# ЗАДАНИЯ
(A) Кто, согласно отрывку о Платоне, отказался творить и изменять что-либо во вселенной?
(B) Продолжите отрывок о Платоне, начав сразу после его последнего предложения.

# ИСХОДНЫЙ ОТРЫВОК
:::
И это «видение» оценено им было как «великий дар богов смертных, больше которого они никогда не получали и не получат».[22] Οἱ πολλοί добились своего: они хотели уже теперь, прежде чем Сократ закроет глаза, получить награду свою – и получили. «Философия» выступает с таким решительным заявлением в «Федоне»: πιστεύειν δὲ μηδενί α̎λλω̨ ἀλλ’η̎ ἀυτή – никому не верить, только самой себе. Но кто верит только самому себе, только своим глазам, хотя бы и духовным, тот неминуемо станет вассалом и данником ’Ανάγκη и будет обречен довольствоваться тем, что она оставила на долю смертных и бессмертных. Незаметно для себя Платон соскользнул (или его снесло) с тех высот, на которые он вознесся, когда μόνος πρòς μόνον, единый пред Единым, – через упражнения и размышления о смерти – он забывал все страхи и угрозы, закрывающие людям доступ к последней истине, и вновь попал в ту плоскость, где даже великий Парменид, ἀναγκαζόμενος ἀκολουθει̃ν τοι̃ς ψαινομένοις, уже не смеет искать ничего другого, кроме того ἡδονή, которое дается созерцанием сущего, до него и без него сформировавшегося и выявившегося. И не только Парменид – боги, ἀναγκαζόμενοι ὑπ’αυτη̃ς τη̃ς ἀληθείας (принуждаемые самой истиной), отказались творить и изменять что-либо во вселенной. Платону не удалось «переубедить» ’Ανάγκη – она убеждений не слышит, – а ’Ανάγκη перехитрила Платона. За «удовольствие» быть со всеми и думать как все пришлось все отдать. Владычицей мира осталась ’Ανάγκη: ей принадлежит весь мир, а τη̃ς ἐμη̃ς βουλήσεως превратилось в призрак. И вместе с тем пещера и все, что в пещере происходит, вновь стала царством единой и последней реальности, вне которой нет ни бытия, ни мышления.
:::
# НАБОР ДАННЫХ

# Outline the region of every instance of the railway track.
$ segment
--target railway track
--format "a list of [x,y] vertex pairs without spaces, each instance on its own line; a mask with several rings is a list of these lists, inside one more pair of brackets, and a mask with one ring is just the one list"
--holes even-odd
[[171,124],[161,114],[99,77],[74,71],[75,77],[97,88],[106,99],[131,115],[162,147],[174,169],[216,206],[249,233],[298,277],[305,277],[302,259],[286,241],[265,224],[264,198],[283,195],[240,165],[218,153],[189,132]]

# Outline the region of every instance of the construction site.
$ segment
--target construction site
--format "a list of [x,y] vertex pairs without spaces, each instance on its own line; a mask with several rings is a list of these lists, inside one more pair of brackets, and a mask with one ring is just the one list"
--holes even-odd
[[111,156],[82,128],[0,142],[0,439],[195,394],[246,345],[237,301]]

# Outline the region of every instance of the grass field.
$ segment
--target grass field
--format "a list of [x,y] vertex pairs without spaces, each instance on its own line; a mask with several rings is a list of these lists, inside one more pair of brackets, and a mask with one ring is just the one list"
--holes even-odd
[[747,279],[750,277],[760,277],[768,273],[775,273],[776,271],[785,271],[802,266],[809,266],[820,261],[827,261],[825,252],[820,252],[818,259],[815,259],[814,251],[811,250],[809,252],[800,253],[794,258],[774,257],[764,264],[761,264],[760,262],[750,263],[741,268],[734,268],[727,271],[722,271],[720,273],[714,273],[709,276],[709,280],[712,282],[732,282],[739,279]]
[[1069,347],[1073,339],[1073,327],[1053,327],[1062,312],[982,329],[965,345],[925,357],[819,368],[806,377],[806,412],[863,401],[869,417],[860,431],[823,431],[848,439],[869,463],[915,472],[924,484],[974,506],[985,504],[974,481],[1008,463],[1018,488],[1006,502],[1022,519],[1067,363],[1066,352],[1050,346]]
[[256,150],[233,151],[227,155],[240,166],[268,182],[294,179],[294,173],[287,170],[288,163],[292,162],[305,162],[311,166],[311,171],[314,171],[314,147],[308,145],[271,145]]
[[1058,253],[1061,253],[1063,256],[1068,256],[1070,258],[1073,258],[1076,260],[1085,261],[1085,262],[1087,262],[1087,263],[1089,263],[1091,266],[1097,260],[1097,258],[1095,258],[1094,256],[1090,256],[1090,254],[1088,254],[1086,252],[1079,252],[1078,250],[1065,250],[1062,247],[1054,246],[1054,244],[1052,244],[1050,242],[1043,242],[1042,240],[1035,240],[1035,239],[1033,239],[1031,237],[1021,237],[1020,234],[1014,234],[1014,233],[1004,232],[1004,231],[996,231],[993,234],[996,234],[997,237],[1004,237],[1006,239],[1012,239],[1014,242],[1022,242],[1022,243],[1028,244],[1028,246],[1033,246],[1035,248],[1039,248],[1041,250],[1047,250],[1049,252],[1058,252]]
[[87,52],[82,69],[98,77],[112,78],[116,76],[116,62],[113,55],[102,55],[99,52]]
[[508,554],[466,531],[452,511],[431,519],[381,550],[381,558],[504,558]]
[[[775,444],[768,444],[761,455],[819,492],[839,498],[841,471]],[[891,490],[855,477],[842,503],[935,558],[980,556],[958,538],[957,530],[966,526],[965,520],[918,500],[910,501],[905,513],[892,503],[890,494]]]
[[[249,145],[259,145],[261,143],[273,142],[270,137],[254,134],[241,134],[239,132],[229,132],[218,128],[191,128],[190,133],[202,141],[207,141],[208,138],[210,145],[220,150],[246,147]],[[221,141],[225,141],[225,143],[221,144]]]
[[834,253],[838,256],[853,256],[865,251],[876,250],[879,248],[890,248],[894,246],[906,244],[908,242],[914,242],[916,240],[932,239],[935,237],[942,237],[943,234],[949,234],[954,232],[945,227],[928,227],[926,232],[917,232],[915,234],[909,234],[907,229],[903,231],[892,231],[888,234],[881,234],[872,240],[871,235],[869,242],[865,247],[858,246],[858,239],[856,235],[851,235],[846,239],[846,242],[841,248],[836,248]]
:::
# ОЖИДАЕМЫЕ ОТВЕТЫ
(A) Боги, принуждаемые самой истиной.

(B)
VIII
Аристотель одержал полную победу над Платоном. И как он положил, так остается лежать до нашего времени. Николай Кузанский писал: «inter divinam mentem et nostram id interest quod inter facere et videre. Divina mens concipiendo creat, nostra concipiendo assimilat seu intellectuales faciendo visiones. Divina mens est vis effectiva, nostra est vis assimilativa» (разница между Божественным духом и нашим та же, что между деланием и видением. Божественный Дух творит, мысля, наш дух мышленьем или интеллектуальным виденьем воспринимает. Божественный Дух – творческая сила, наш дух – воспринимающая). В этих словах как будто повторяется мысль Филона, исходившего из Библии: ὁ γἀρ Θεός λέγων α̎μα ποιει̃, ‘ο λόγος ε̎ργον η̎ν αὑτου̃ (Бог, говоря, в то же время творит. Слово было Его деянием). Но и Филон, как известно, в своем стремлении примирить Св. Писание с греческой мудростью достаточно ослабил смысл и значение библейского et dixit Deus.[23] У Николая же Кузанского, стоящего на пороге новой истории, связь между мышлением и творчеством совершенно разрывается. Он если и не говорит, то уже думает, как древние, и в приведенных сейчас его словах, если соскрести с них налет христианской, т. е. исходящей из Библии теологии, можно без труда различить знакомое нам semper paret, semel jussit (всегда повинуется, раз приказал). Николай Кузанский чувствовал, что до Бога далеко, так далеко, что лучше и не делать попыток добраться до Него, а примирившись раз навсегда со своей смертной судьбой, не facere, a videre и concipiendo assimilare,[24] и что принцип adaequatio rei et intellectus для человека есть всеобъемлющий принцип разыскания истины, все равно, станет ли он разыскивать обыкновенные положительные истины или подойдет к последним метафизическим проблемам.